>> BEGIN Text extract
Since late July 2014 the price of oil has dropped by nearly half, the second steepest crash in history. If oil prices stay low, there will be profound impacts on global economics and politics and on how the US engages with the world.

Overall, the collapse in world oil prices is excellent news for the US and other large oil consumers such as China. But making the transition into a world of cheaper oil will also require carefully designed policies to counteract the harmful effects.

The benefits of cheap oil are twofold. The economic effect of a big cut in oil prices is like a reduction in taxes. It leaves more money in the pockets of consumers who spend less on gasoline and other fuels and thus can spend more on other forms of consumption.

The US is the world's largest oil consumer and thus will probably be the world's largest economic beneficiary of cheap oil. While the US is producing a lot more oil these days, the country is still a huge net importer. And in the US, the households that spend the biggest fraction of their income on energy tend to be the poorest. For those families, keeping more money because oil is cheap nearly always leads to spending more on other things and larger benefits across the economy.

For gas drillers, including in the huge new shale gas fields, the news could be good as drilling rigs currently idle because they are no longer looking for oil will be cheaper to hire.

A second major benefit of cheap oil is that it forces oil exporters to reform. While many people assume that US foreign policy is organized around cozy relationships with oil exporters, in fact some of the most difficult foreign policy problems are created by the big revenues that flow to such nations such as Russia and Venezuela. Nuclear proliferation in Iran stem, in part, from finance that Iran earns by exporting oil. Unrest in western Africa and the Middle East is rooted, in part, from the money that rebels can make by stealing oil from pipelines. That same method for making money is funding new terrorist networks in Syria and Iraq.
>> END Text extract
>> BEGIN Entries provided
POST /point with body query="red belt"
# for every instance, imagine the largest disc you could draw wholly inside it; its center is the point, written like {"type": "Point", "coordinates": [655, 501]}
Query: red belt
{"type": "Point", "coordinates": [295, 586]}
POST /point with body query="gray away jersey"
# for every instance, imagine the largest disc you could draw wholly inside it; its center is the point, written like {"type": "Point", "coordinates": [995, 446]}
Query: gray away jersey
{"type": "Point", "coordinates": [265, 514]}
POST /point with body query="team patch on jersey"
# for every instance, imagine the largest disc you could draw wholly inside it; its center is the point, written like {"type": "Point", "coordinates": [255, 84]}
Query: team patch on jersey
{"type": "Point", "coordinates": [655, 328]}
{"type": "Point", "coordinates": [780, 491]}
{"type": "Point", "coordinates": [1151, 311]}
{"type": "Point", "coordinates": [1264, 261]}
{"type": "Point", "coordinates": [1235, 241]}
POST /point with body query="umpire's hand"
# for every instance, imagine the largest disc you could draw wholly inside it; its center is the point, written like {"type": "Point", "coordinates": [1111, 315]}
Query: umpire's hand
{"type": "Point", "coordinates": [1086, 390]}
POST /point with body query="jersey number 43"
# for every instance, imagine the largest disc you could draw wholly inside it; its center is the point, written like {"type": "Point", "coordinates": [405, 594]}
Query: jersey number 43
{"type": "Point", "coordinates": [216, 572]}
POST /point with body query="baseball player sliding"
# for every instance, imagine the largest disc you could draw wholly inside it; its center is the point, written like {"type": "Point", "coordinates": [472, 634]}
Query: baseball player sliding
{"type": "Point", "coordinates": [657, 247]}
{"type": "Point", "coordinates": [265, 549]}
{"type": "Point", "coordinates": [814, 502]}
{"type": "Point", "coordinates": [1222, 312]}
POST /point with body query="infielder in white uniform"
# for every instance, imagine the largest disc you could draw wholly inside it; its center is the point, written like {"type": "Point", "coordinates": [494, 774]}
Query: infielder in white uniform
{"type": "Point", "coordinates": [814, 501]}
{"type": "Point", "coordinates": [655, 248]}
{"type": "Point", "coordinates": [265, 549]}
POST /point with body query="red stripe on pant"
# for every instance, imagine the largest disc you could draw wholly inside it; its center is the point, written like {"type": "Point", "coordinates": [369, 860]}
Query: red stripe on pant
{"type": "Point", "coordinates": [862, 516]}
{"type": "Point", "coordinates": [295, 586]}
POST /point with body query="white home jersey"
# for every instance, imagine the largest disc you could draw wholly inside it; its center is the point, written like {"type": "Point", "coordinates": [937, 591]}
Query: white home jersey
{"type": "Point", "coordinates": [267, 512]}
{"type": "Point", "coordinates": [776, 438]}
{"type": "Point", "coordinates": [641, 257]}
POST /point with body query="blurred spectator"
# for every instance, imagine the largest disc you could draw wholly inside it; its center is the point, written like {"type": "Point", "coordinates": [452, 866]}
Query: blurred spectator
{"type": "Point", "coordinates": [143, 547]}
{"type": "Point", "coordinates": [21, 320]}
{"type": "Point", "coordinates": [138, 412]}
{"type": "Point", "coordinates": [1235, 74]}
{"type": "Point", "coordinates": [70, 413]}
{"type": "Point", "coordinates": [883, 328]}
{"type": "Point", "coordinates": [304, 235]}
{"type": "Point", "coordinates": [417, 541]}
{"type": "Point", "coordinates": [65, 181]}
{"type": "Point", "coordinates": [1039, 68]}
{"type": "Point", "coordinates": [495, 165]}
>> END Entries provided
=== Exercise ===
Please retype the stretch of the oil price text from "The US is the" through "cheaper to hire.".

=== Complete response ===
The US is the world's largest oil consumer and thus will probably be the world's largest economic beneficiary of cheap oil. While the US is producing a lot more oil these days, the country is still a huge net importer. And in the US, the households that spend the biggest fraction of their income on energy tend to be the poorest. For those families, keeping more money because oil is cheap nearly always leads to spending more on other things and larger benefits across the economy.

For gas drillers, including in the huge new shale gas fields, the news could be good as drilling rigs currently idle because they are no longer looking for oil will be cheaper to hire.